Provided entries START

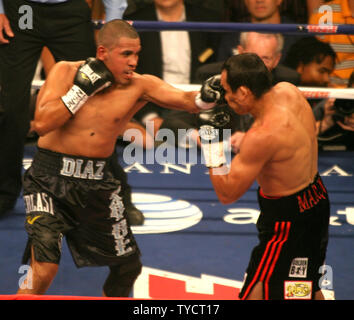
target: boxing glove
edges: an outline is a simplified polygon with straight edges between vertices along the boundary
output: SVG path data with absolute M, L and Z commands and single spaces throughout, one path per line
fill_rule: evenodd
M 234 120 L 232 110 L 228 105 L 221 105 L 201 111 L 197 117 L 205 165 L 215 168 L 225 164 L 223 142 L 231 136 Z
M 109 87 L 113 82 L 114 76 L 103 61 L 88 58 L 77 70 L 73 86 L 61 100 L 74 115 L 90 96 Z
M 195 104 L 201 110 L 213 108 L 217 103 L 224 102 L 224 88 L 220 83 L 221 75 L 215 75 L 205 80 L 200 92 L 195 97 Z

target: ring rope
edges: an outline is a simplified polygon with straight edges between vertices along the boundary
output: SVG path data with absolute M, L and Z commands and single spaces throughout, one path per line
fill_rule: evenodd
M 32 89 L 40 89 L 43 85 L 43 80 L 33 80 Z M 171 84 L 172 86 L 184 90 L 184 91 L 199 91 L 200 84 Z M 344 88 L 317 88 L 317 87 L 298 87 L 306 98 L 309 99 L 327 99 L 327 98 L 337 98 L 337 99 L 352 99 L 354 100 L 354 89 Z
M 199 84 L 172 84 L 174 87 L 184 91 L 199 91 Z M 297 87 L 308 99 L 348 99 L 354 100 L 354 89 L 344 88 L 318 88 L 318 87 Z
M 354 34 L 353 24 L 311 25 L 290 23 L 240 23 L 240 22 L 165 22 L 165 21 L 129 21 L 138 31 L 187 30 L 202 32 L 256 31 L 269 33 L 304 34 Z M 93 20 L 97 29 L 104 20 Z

Provided entries END
Provided entries START

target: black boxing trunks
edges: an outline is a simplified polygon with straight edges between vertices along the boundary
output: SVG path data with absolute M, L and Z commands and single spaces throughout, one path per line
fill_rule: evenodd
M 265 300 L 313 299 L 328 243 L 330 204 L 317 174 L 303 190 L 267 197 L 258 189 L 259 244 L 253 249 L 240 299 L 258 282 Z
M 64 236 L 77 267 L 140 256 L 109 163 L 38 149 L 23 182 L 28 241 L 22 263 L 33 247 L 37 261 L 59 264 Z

Provided entries END

What to do:
Pull from the data each line where the string "boxing" turns up.

Solution to this task:
target: boxing glove
target: black boxing trunks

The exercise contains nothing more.